** Provided entries **

□ □ □ □ □

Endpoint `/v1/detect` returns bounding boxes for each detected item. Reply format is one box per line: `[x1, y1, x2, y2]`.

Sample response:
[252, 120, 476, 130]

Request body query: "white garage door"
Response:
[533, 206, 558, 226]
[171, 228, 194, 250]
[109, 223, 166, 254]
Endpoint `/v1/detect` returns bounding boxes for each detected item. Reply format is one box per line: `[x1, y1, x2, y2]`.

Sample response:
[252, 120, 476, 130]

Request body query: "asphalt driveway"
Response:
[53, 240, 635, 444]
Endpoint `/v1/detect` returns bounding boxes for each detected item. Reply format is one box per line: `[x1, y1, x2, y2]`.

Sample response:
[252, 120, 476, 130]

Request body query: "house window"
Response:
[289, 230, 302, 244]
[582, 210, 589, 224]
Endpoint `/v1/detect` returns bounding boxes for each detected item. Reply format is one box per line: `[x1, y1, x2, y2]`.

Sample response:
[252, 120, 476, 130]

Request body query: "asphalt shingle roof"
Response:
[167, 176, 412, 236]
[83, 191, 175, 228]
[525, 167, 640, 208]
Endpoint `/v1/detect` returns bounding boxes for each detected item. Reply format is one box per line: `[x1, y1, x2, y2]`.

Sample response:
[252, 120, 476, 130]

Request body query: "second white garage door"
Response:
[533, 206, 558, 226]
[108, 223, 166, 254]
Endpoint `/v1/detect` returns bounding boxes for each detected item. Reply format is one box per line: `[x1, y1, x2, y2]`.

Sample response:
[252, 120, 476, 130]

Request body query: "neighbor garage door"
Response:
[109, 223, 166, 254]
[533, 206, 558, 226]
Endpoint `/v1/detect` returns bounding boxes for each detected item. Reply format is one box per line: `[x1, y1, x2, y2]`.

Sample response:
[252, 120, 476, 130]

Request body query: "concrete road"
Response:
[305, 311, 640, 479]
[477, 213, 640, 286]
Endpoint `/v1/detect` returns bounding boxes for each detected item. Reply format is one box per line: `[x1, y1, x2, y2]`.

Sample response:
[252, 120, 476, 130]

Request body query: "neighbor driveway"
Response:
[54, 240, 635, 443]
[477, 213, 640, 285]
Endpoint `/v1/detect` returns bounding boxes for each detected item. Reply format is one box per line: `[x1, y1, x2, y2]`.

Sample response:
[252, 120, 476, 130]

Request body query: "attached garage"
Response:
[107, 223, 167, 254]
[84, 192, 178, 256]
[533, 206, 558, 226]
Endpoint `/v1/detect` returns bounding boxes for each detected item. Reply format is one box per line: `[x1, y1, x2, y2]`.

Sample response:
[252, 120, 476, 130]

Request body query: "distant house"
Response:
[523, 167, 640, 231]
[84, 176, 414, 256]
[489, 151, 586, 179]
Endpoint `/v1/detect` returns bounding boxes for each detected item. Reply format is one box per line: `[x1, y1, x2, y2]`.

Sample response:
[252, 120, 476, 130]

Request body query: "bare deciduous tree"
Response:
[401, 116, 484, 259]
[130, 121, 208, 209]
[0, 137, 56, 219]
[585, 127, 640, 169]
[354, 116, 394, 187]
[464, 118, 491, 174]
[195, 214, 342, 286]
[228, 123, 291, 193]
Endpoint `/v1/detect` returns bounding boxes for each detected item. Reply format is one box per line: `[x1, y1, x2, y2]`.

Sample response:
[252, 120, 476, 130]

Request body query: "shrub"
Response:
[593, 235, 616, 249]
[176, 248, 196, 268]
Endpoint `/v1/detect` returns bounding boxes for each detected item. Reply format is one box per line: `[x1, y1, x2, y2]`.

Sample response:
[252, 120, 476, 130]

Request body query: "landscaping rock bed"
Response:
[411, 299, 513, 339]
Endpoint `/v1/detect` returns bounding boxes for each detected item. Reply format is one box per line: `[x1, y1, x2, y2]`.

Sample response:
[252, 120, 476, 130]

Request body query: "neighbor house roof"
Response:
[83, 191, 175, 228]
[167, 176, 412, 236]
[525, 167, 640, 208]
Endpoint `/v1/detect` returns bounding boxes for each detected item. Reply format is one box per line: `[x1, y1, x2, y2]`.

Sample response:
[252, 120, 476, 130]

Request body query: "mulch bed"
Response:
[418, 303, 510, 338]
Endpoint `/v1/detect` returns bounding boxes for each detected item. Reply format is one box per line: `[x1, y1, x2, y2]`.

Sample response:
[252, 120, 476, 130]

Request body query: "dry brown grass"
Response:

□ □ □ □ □

** What is needed **
Output all of the lines above as a Markdown table with the columns Number and Line, skipping blank lines.

** The output **
| Number | Line |
|---|---|
| 1 | Endpoint `/v1/detect` returns bounding boxes for each detected item. Reply format is one box per line: `[x1, y1, x2, y2]`. |
| 2 | Sample response: |
| 3 | [252, 120, 476, 130] |
| 4 | Request body query: "white garage door" |
| 5 | Response: |
| 6 | [533, 206, 558, 226] |
| 7 | [171, 228, 194, 250] |
| 8 | [109, 223, 166, 254] |
| 9 | Endpoint `/v1/detect` returns bounding boxes for each detected item. Reply format is one box per line: `[x1, y1, x2, y2]`. |
| 10 | Sample response: |
| 11 | [252, 120, 476, 130] |
| 12 | Request body query: "asphalt driveway" |
| 13 | Response: |
| 14 | [53, 240, 635, 444] |
| 15 | Endpoint `/v1/detect` returns bounding boxes for each detected item. Reply format is one box per line: `[x1, y1, x2, y2]`. |
| 16 | Sample response: |
| 17 | [252, 120, 476, 130] |
| 18 | Request body query: "house window" |
| 19 | Response: |
| 20 | [289, 230, 302, 244] |
| 21 | [582, 210, 589, 224] |
| 22 | Endpoint `/v1/detect` returns bounding boxes for each detected item. Reply format is one box per line: `[x1, y1, x2, y2]`. |
| 23 | Sample response: |
| 24 | [252, 120, 476, 130] |
| 25 | Request body query: "asphalt shingle roof" |
| 26 | Response: |
| 27 | [167, 176, 412, 236] |
| 28 | [83, 191, 175, 228] |
| 29 | [525, 167, 640, 208] |
| 30 | Endpoint `/v1/detect` returns bounding boxes for each detected item. Reply format is one box per line: `[x1, y1, x2, y2]`. |
| 31 | Sample response: |
| 32 | [252, 120, 476, 130] |
| 33 | Request body query: "second white garage door" |
| 34 | Response: |
| 35 | [533, 206, 558, 226] |
| 36 | [108, 223, 166, 254] |
| 37 | Endpoint `/v1/detect` returns bounding boxes for each detected item. Reply format is one box per line: `[x1, y1, x2, y2]`. |
| 38 | Sample response: |
| 39 | [252, 120, 476, 130] |
| 40 | Request body query: "neighbor garage door" |
| 41 | Response: |
| 42 | [109, 223, 166, 254] |
| 43 | [533, 206, 558, 226] |
| 44 | Endpoint `/v1/detect` returns bounding boxes for each detected item. Reply format is one box per line: `[x1, y1, x2, y2]`. |
| 45 | Sample response: |
| 46 | [252, 120, 476, 130] |
| 47 | Request body query: "concrete road" |
| 48 | Response: |
| 49 | [305, 311, 640, 479] |
| 50 | [477, 213, 640, 286] |
| 51 | Endpoint `/v1/detect` returns bounding boxes for each detected item. Reply format is one box per line: `[x1, y1, x2, y2]`. |
| 52 | Sample response: |
| 53 | [252, 120, 476, 130] |
| 54 | Request body query: "neighbor driveway" |
| 55 | Response: |
| 56 | [54, 240, 635, 443] |
| 57 | [477, 213, 640, 285] |
| 58 | Endpoint `/v1/detect` returns bounding boxes for each detected item. Reply format is one box per line: `[x1, y1, x2, y2]`. |
| 59 | Sample response: |
| 60 | [252, 120, 476, 130] |
| 61 | Request body query: "attached garage" |
| 62 | Response: |
| 63 | [107, 223, 167, 254] |
| 64 | [84, 192, 178, 256] |
| 65 | [533, 206, 558, 226] |
| 66 | Endpoint `/v1/detect` returns bounding boxes for each detected item. Reply format is one box per line: `[x1, y1, x2, y2]`. |
| 67 | Sample response: |
| 68 | [252, 120, 476, 130] |
| 69 | Request body query: "distant house" |
| 70 | Response: |
| 71 | [523, 167, 640, 231] |
| 72 | [84, 176, 414, 256] |
| 73 | [489, 151, 586, 179] |
| 74 | Endpoint `/v1/detect` returns bounding boxes for each detected item. Reply format is one box per line: `[x1, y1, x2, y2]`. |
| 75 | Sample response: |
| 76 | [252, 120, 476, 130] |
| 77 | Request body query: "bare deciduous tree" |
| 78 | Response: |
| 79 | [401, 116, 484, 259] |
| 80 | [130, 121, 208, 209] |
| 81 | [0, 137, 56, 219] |
| 82 | [585, 127, 640, 169] |
| 83 | [354, 116, 394, 187] |
| 84 | [464, 118, 491, 174] |
| 85 | [195, 214, 342, 286] |
| 86 | [228, 123, 291, 193] |
| 87 | Endpoint `/v1/detect` returns bounding boxes for each detected item. Reply format is one box per line: `[x1, y1, x2, y2]`. |
| 88 | Sample response: |
| 89 | [252, 120, 476, 130] |
| 90 | Request body query: "shrub" |
| 91 | Response: |
| 92 | [593, 235, 616, 249] |
| 93 | [176, 248, 196, 268] |
| 94 | Endpoint `/v1/detect` returns bounding boxes for each detected item. Reply format is one box per line: `[x1, y1, x2, y2]`. |
| 95 | Sample response: |
| 96 | [252, 120, 476, 130] |
| 97 | Request body query: "landscaping rock bed" |
| 98 | Response: |
| 99 | [411, 299, 513, 339] |
| 100 | Endpoint `/v1/detect` returns bounding boxes for each detected item. Reply format is one box per line: `[x1, y1, x2, y2]`. |
| 101 | Sample response: |
| 102 | [252, 120, 476, 130] |
| 103 | Request body query: "neighbor house roof" |
| 104 | Response: |
| 105 | [83, 191, 175, 228] |
| 106 | [167, 176, 412, 236] |
| 107 | [525, 167, 640, 208] |
| 108 | Endpoint `/v1/detect` returns bounding boxes for each detected item. Reply format is one box per line: `[x1, y1, x2, y2]`. |
| 109 | Sample response: |
| 110 | [252, 120, 476, 130] |
| 111 | Request body query: "mulch bed" |
| 112 | Response: |
| 113 | [418, 303, 510, 338] |
| 114 | Endpoint `/v1/detect` returns bounding boxes for each detected item. Reply format is one box per line: `[x1, y1, x2, y2]`. |
| 115 | Sample response: |
| 116 | [252, 120, 476, 130] |
| 117 | Request body query: "dry brown grass" |
| 118 | Response: |